TEXT EXCERPT:
____
Monday, January 09, 2006

Losing our heads over bogus claims

By Dennis Byrne

Chicago Tribune, January 9, 2006

It might make a good horror movie: global avian flu meets global warming. Sort of like King Kong meets Godzilla.

We are warned that at least one of these global catastrophes surely will get us. Likely both. On this, we have the word of the infallible: scientists, journalists and activists whose jobs are to knock ignorance and complacency out of us. The only question is which threat will get us first: a worldwide influenza pandemic spread by birds, or Earth flambe brought on by America's greedy refusal to cut greenhouse gases.

Maybe the flu and global warming alarms are warranted. But notwithstanding claims of certitude by our minders, how is a public, made skeptical by so many false warnings and promises, to know if they are right? Can we trust every warning, or promise of a cure, that's made?

Let's ask the renowned South Korean scientist Hwang Woo Suk, who created, with a hyperventilating media, a worldwide sensation by fabricating tailored embryonic stem cells that were supposed to cure, well, just about everything. Or maybe we shouldn't bother him; he's momentarily busy dodging convincing charges that his pioneering "successes" were fake.

This one is on science, because Hwang's work was "peer reviewed," giving it the scientific stamp of approval. But the media don't entirely escape blame; they went wild publishing the claims, as they have typically hyped every supposed "advance" in embryonic stem cell research. In fact, there are few of them and, worse, the media have more or less irresponsibly ignored the more tangible and substantial advances by less controversial "adult" stem cell therapy.

So whom can we trust?

Maybe this can help. It's time for 2005's "Biggest Science Reporting Flubs," awarded by the Statistical Assessment Service at George Mason University. STATS is a Washington-based think tank that tracks scientifically misleading myths and rumors and annually highlights the worst examples the media inflict on the public. They are:

1. Meth mania: The media's flipping out over "America's most dangerous drug" is challenged by research showing that methamphetamine use among high school students has declined 28 percent in the last five years, that meth users only slightly outnumber crack users and that meth addicts recover at the same rate as other drug addicts.

2. Poison popcorn: ABC's "Good Morning America" blew it with its "exclusive" investigation claiming that the Food and Drug Administration has opened a probe into the supposed cancer risks of a chemical whose presence is three times the recommended FDA levels in popcorn bags, fast-food boxes and candy wrappers. But there's no FDA investigation, the agency doesn't have recommended levels and such chemicals are not considered unsafe. Oops.
____
GIVEN DATA:
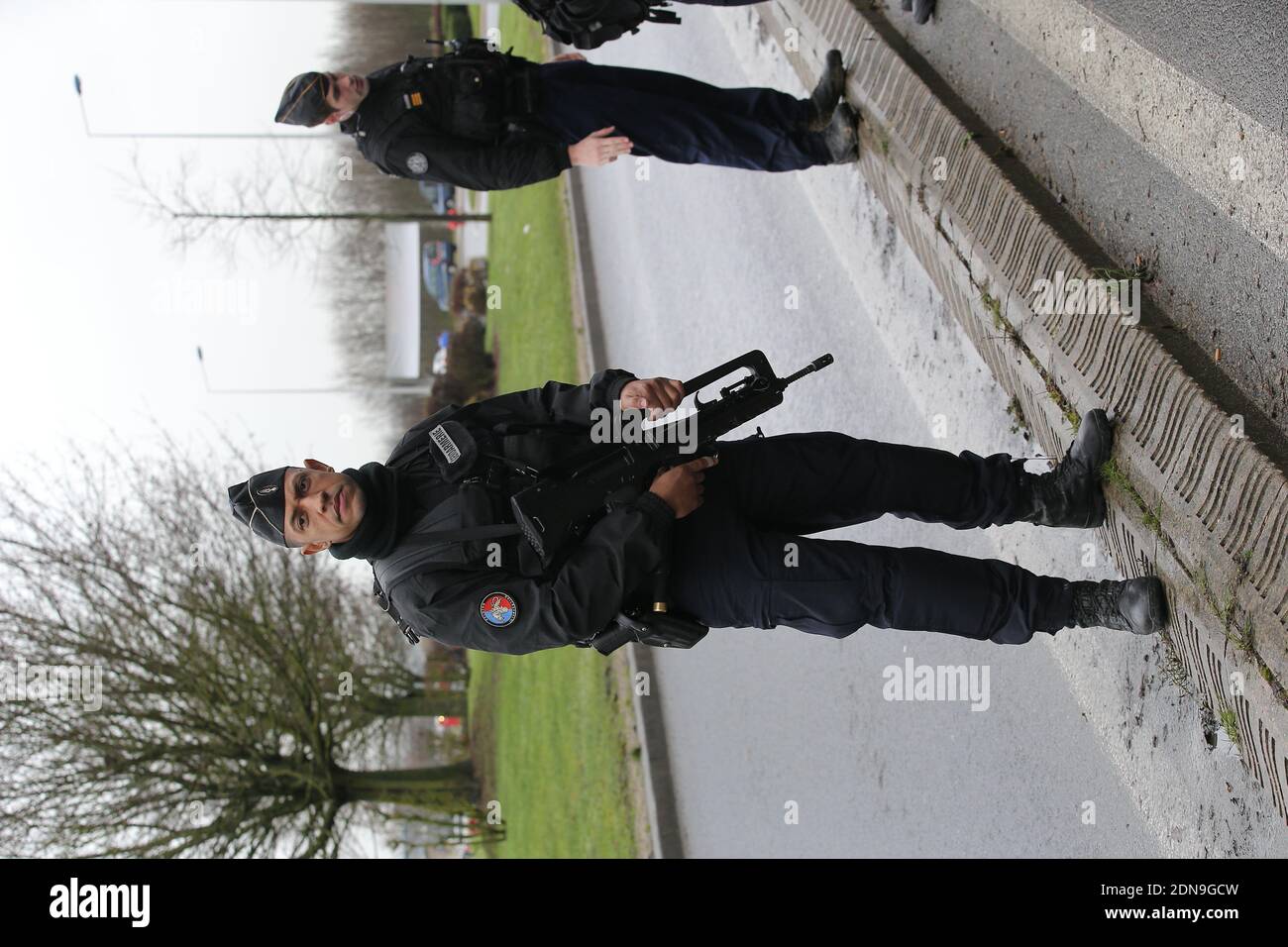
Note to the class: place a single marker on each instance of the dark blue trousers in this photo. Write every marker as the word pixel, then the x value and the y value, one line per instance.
pixel 743 558
pixel 679 119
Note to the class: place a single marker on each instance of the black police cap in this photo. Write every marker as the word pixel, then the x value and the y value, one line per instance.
pixel 304 101
pixel 261 504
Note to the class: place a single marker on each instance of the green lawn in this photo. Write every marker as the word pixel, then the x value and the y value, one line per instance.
pixel 545 731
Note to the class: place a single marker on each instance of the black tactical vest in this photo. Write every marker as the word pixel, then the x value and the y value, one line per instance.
pixel 475 93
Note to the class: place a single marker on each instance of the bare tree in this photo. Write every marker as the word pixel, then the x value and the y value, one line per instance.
pixel 249 698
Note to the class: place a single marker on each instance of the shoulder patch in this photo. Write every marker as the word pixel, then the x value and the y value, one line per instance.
pixel 498 609
pixel 417 162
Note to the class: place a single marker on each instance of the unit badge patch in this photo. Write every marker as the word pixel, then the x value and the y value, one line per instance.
pixel 498 609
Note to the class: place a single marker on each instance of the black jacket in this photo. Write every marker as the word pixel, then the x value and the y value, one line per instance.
pixel 420 142
pixel 576 596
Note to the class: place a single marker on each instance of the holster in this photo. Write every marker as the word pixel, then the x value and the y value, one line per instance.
pixel 652 625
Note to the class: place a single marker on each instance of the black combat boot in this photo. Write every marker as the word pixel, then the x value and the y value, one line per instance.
pixel 841 136
pixel 1136 604
pixel 1070 493
pixel 827 93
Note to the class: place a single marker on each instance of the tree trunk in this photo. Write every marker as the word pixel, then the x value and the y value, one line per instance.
pixel 446 787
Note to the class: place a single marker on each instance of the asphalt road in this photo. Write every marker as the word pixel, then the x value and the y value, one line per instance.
pixel 694 265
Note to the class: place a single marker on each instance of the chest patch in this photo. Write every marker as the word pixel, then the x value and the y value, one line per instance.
pixel 498 609
pixel 417 162
pixel 446 445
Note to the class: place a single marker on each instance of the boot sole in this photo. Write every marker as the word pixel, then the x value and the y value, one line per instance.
pixel 820 123
pixel 1155 617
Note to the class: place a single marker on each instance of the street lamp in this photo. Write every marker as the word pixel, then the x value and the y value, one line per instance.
pixel 424 390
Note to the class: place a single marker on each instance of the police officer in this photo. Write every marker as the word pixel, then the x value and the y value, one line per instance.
pixel 488 121
pixel 721 523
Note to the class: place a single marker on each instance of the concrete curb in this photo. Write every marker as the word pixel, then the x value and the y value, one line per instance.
pixel 1201 493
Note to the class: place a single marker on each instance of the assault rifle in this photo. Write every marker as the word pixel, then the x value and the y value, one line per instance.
pixel 570 496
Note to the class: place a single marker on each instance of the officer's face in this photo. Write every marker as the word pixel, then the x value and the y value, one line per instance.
pixel 322 506
pixel 344 93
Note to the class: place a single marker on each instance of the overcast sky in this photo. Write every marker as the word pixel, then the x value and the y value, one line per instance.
pixel 102 315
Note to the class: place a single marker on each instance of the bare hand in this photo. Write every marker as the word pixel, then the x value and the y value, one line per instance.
pixel 596 149
pixel 658 394
pixel 682 486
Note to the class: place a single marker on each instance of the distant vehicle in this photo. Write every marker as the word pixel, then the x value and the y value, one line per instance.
pixel 442 197
pixel 437 265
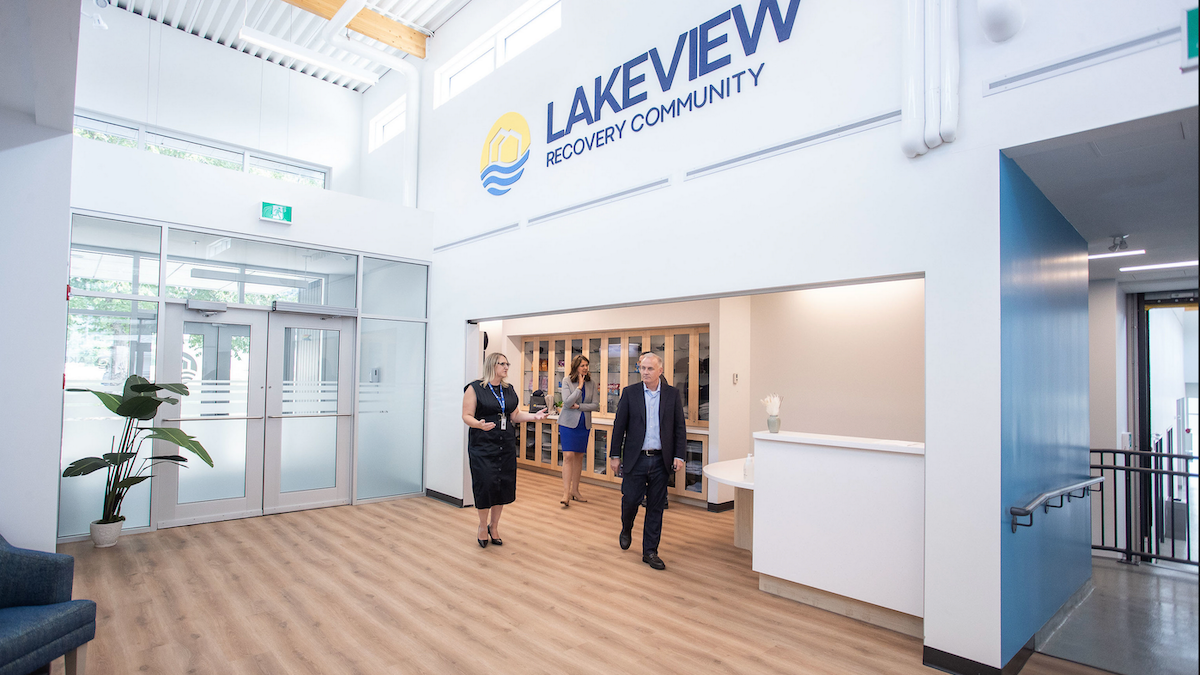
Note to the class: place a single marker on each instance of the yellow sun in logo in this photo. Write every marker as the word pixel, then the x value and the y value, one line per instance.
pixel 504 155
____
ACTIONS TO TAKE:
1) Reproduce the column's stretch from "Chicago Tribune, January" through "cure, that's made?" word for word.
2) Answer these questions from the column:
(a) Which newspaper ran the column, and on what date?
(b) In which city is the Statistical Assessment Service based?
(c) By what percentage has methamphetamine use among high school students declined in the last five years?
3) According to the column, "Good Morning America" claimed the chemical was present in certain items. List all of them.
The entries are separate material and unrelated to the column.

ANSWERS FOR EACH ITEM:
1)
Chicago Tribune, January 9, 2006

It might make a good horror movie: global avian flu meets global warming. Sort of like King Kong meets Godzilla.

We are warned that at least one of these global catastrophes surely will get us. Likely both. On this, we have the word of the infallible: scientists, journalists and activists whose jobs are to knock ignorance and complacency out of us. The only question is which threat will get us first: a worldwide influenza pandemic spread by birds, or Earth flambe brought on by America's greedy refusal to cut greenhouse gases.

Maybe the flu and global warming alarms are warranted. But notwithstanding claims of certitude by our minders, how is a public, made skeptical by so many false warnings and promises, to know if they are right? Can we trust every warning, or promise of a cure, that's made?

2)
(a) The Chicago Tribune, January 9, 2006.
(b) Washington.
(c) 28 percent.

3)
Popcorn bags
Fast-food boxes
Candy wrappers